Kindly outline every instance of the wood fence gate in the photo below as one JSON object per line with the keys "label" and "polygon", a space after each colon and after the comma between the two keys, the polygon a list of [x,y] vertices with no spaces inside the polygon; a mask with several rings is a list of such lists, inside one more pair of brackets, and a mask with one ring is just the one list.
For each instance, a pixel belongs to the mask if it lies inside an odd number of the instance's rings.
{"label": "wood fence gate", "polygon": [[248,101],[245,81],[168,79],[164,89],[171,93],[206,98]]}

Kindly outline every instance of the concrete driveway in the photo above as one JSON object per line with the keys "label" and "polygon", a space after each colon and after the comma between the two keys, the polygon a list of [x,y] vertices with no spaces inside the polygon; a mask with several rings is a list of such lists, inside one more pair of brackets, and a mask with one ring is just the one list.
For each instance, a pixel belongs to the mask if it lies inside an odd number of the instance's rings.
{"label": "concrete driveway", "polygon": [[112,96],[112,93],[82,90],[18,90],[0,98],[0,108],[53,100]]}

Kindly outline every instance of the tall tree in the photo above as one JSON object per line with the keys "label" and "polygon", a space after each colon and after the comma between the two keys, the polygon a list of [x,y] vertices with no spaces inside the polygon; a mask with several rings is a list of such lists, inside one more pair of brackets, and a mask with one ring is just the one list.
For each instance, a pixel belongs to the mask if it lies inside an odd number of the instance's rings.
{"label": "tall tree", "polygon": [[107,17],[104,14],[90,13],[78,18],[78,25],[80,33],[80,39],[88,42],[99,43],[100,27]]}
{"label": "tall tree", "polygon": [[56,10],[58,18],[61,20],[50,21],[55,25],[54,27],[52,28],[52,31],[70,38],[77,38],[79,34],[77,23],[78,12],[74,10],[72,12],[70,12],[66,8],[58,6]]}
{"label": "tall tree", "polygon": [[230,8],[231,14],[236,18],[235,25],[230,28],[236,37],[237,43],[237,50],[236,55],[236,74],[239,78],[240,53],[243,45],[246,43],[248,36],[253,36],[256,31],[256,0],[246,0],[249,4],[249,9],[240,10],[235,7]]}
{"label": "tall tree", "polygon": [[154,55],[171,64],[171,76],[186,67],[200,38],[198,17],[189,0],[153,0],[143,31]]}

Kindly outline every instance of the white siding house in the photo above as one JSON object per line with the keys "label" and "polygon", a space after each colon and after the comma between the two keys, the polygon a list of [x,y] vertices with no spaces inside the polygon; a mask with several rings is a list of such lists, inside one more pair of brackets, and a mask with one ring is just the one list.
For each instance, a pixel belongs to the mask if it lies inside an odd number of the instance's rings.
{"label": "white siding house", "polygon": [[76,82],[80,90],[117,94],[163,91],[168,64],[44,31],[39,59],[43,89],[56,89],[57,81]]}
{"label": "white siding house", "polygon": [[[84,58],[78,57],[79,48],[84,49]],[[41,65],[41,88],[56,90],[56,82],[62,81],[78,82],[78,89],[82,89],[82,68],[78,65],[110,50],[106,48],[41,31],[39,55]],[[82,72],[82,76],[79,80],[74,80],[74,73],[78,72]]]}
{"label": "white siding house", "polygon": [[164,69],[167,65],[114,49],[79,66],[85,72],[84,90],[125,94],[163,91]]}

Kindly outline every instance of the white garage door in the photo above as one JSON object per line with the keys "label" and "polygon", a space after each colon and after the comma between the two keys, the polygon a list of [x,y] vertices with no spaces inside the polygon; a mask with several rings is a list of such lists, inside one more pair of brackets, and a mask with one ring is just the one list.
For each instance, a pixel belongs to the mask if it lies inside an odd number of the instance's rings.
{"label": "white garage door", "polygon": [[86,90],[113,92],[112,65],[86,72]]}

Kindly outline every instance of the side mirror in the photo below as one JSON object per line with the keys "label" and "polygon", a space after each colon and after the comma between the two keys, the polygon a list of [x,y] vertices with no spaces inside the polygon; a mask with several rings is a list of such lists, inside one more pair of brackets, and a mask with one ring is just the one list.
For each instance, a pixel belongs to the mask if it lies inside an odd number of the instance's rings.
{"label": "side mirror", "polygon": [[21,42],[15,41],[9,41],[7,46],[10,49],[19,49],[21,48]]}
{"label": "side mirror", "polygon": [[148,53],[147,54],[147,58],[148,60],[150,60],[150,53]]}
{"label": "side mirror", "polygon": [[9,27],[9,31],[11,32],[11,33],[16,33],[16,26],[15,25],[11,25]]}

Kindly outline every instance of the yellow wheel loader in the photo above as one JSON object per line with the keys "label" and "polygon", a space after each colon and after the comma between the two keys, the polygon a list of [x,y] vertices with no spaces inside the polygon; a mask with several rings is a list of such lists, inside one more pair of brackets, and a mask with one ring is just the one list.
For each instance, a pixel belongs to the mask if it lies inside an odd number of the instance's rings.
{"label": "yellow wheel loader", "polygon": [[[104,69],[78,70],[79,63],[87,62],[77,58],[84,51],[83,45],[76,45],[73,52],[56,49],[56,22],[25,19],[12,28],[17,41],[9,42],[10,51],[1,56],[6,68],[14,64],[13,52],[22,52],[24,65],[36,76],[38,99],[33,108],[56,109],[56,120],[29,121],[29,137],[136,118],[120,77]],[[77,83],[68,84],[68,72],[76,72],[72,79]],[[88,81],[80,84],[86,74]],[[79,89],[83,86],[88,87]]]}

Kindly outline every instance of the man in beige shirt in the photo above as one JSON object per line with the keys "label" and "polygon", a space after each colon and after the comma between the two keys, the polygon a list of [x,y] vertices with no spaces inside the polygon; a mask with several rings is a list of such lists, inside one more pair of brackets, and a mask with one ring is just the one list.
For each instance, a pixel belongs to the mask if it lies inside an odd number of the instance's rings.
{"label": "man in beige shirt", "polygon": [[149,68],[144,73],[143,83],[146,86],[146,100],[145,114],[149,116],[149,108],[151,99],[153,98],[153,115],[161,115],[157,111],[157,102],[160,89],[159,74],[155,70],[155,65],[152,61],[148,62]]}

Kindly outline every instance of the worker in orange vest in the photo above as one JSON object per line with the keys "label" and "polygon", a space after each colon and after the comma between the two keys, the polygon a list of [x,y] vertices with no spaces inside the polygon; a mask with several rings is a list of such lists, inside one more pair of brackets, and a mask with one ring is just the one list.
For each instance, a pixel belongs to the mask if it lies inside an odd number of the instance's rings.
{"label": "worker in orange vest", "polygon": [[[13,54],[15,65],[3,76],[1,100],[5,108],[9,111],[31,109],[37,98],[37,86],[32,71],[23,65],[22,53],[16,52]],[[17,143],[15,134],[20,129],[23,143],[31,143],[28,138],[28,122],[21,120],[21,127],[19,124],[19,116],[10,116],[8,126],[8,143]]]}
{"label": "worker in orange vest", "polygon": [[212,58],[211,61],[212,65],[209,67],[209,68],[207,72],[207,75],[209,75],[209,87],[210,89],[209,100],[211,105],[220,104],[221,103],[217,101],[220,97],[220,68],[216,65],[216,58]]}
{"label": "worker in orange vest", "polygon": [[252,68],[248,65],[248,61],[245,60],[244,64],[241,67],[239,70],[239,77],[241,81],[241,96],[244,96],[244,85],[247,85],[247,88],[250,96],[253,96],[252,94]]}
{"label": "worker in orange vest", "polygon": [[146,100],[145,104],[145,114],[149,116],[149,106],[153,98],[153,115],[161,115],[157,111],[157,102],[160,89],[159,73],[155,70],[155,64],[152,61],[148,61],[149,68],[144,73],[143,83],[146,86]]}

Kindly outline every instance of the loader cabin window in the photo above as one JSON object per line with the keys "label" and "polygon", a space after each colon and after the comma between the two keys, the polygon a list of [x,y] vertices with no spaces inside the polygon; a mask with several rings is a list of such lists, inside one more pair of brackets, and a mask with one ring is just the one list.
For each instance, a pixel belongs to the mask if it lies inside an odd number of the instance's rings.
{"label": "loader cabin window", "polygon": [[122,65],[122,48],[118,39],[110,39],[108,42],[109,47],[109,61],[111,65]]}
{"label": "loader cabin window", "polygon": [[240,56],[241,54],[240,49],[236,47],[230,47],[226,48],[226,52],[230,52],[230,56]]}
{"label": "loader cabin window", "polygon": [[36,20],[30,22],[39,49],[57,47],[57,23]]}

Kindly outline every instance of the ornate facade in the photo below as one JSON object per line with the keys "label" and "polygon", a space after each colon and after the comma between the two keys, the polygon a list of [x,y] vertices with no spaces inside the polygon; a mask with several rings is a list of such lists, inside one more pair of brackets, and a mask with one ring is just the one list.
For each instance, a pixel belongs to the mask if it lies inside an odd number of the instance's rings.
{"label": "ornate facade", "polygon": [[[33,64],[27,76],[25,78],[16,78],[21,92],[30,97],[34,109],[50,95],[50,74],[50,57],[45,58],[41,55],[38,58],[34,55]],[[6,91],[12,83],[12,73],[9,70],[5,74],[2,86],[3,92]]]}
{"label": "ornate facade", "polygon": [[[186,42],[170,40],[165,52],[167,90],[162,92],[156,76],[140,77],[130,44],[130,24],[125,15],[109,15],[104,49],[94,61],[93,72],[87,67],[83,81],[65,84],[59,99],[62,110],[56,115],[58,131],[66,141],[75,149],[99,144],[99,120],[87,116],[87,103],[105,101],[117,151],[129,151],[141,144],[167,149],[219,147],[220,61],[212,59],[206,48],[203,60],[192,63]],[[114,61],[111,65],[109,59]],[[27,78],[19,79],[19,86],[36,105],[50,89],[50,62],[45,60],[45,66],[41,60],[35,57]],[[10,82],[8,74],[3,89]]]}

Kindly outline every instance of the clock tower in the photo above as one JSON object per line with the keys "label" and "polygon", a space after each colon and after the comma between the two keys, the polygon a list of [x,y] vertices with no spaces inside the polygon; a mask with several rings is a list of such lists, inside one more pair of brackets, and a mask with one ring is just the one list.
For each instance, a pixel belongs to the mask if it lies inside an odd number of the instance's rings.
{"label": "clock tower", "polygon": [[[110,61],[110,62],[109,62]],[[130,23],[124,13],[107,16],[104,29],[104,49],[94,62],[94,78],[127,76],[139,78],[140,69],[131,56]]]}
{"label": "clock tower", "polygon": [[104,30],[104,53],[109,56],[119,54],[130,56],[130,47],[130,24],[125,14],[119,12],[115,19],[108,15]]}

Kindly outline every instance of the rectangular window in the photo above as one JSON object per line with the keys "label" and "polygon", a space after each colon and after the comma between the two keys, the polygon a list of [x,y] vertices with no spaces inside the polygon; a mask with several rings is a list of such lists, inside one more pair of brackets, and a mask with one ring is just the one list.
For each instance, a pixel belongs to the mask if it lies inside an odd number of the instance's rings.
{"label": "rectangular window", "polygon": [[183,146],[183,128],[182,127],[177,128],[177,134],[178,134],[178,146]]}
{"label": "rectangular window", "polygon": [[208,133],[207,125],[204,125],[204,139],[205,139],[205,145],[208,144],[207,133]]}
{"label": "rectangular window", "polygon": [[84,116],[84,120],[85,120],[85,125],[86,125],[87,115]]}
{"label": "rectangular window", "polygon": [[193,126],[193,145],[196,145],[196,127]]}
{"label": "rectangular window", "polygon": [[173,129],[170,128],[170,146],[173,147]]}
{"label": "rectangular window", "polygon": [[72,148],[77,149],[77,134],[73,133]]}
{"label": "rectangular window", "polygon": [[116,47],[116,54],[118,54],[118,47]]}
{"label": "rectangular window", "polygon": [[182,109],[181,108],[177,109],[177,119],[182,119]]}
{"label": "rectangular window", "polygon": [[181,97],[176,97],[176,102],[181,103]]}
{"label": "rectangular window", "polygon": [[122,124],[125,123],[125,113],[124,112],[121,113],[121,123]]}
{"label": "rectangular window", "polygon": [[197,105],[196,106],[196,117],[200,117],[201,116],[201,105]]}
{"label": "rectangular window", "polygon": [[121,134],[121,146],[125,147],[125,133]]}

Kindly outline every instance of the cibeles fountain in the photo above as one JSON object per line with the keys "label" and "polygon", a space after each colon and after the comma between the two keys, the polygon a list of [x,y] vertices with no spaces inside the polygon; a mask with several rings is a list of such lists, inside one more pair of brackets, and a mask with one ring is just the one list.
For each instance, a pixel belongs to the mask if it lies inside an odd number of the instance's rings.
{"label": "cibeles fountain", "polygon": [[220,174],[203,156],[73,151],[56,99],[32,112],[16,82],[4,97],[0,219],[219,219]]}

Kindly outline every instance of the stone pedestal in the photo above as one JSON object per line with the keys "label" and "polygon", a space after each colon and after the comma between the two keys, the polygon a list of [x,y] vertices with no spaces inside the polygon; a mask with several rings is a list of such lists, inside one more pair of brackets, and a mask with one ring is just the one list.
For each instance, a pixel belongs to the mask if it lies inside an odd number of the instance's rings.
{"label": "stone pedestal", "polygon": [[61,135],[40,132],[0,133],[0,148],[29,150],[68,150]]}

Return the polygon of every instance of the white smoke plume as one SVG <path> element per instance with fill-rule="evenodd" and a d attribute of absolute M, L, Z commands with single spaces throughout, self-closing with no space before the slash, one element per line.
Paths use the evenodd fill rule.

- [Task brief]:
Pick out each line in the records above that contains the word "tall", and copy those lines in full.

- [Exercise solution]:
Kindly outline every instance of the tall tree in the photo above as one JSON object per line with the keys "label" and "polygon", a space after each colon and after the comma between the two keys, the polygon a list of [x,y] vertices with no spaces inside the polygon; a mask with several rings is a list of such lists, inside one more pair of brackets, and a mask with one ring is just the one list.
{"label": "tall tree", "polygon": [[107,17],[104,14],[90,13],[78,18],[78,25],[80,33],[80,39],[88,42],[99,43],[100,27]]}
{"label": "tall tree", "polygon": [[56,10],[58,18],[61,20],[50,21],[55,25],[54,27],[52,28],[52,31],[70,38],[77,38],[79,34],[77,23],[78,12],[74,10],[72,12],[70,12],[66,8],[58,6]]}
{"label": "tall tree", "polygon": [[230,8],[231,14],[236,18],[235,25],[230,28],[236,37],[237,43],[237,50],[236,55],[236,74],[239,78],[240,53],[243,45],[246,43],[248,36],[253,36],[256,31],[256,0],[246,0],[249,4],[249,9],[240,10],[235,7]]}
{"label": "tall tree", "polygon": [[154,55],[171,64],[171,76],[186,67],[200,38],[198,17],[189,0],[153,0],[143,31]]}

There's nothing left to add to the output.